━━ Input material
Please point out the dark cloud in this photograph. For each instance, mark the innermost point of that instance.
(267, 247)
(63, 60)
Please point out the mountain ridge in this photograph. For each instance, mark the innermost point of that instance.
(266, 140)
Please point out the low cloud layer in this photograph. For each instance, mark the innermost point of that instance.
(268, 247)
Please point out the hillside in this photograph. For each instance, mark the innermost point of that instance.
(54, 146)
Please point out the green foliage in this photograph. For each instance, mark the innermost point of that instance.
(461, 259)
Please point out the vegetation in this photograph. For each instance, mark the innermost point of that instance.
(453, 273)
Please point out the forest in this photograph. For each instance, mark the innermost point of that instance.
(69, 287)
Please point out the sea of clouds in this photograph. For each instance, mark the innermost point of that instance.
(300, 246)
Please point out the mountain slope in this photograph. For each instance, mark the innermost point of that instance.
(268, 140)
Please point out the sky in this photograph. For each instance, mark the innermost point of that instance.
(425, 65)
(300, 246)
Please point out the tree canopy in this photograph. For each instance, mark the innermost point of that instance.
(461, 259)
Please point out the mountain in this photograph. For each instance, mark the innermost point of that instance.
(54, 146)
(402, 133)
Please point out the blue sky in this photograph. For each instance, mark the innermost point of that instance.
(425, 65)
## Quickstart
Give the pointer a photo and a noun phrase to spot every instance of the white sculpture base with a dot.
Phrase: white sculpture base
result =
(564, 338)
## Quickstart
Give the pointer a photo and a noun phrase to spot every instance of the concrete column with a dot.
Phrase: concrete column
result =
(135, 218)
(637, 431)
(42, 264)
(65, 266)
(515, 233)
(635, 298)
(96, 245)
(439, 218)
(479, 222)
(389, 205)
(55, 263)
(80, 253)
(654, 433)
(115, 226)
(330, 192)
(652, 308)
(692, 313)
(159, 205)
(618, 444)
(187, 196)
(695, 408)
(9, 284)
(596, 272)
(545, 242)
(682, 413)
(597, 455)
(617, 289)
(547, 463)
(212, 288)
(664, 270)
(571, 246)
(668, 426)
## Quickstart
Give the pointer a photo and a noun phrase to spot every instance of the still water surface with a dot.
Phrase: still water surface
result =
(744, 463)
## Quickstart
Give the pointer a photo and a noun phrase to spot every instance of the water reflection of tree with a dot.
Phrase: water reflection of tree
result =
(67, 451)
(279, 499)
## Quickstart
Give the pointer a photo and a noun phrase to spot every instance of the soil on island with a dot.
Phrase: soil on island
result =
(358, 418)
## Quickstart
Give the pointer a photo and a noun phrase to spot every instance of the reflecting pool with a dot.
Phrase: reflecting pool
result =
━━━━
• _Directions_: Word for word, print every line above.

• _Exercise solution_:
Please point out the dark cloud in this photograph. For each instance, mark the innermost point of that instance.
(267, 247)
(63, 60)
Please point out the mountain ridge in this photograph. For each instance, mark the innermost point of that instance.
(266, 140)
Please point out the low cloud layer in this photograph. For each instance, mark the innermost point of that instance.
(268, 247)
Please point out the hillside in this photograph. For each instance, mark the innermost point of that instance.
(54, 146)
Please point out the green foliage in this photograph. For each instance, mark the innermost point of that instance.
(461, 259)
Please point out the vegetation in this photograph. For each instance, mark the innermost point of that instance.
(453, 273)
Please point out the forest in this photograph. For each instance, mark the innermost point of that instance.
(69, 287)
Please point out the sea of clouds in this photograph. For each instance, mark the innermost point of that instance.
(300, 246)
Please point out the mountain slope in this photograph. For each instance, mark the innermost point of that instance.
(268, 140)
Please point out the sky in this photograph. For each instance, mark the innermost point of that instance.
(425, 65)
(300, 246)
Please point out the tree canopy in this photograph. For each instance, mark the innermost point of that instance.
(461, 259)
Please point out the mountain in this photograph. For each instance, mark the innermost point of that instance.
(54, 146)
(402, 133)
Please point out the blue sky in this photograph. For each instance, mark the innermost point of that instance.
(425, 65)
## Quickstart
Give the pointer a photo and a noun phrase to spot every instance of the white sculpture base with a dot.
Phrase: white sculpture base
result =
(564, 338)
## Quickstart
Give the pointer a photo and a noun phrase to spot every instance of the concrete column with a dot.
Phrase: concrete column
result =
(135, 218)
(637, 431)
(42, 264)
(65, 266)
(515, 233)
(635, 298)
(96, 245)
(439, 218)
(479, 222)
(389, 205)
(55, 263)
(80, 253)
(654, 433)
(115, 226)
(330, 192)
(652, 308)
(692, 313)
(159, 205)
(618, 444)
(187, 196)
(695, 408)
(9, 284)
(596, 272)
(545, 242)
(682, 413)
(597, 455)
(617, 289)
(547, 463)
(212, 288)
(664, 270)
(571, 246)
(668, 426)
## Quickstart
Give the pointer a photo and a noun phrase to spot every instance of the still water surface with a dot.
Phrase: still water surface
result =
(744, 463)
## Quickstart
Give the pointer a photo and a noun phrase to spot every instance of the water reflection of tree with a dot.
Phrase: water reflection of tree
result =
(67, 451)
(279, 499)
## Quickstart
Give the pointer a photo and a noun phrase to spot every instance of the soil on island with a dot.
Phrase: soil on island
result =
(358, 418)
## Quickstart
Give the pointer a photo and a noun phrase to spot every instance of the reflecting pool with a dot.
Phrase: reflecting pool
result =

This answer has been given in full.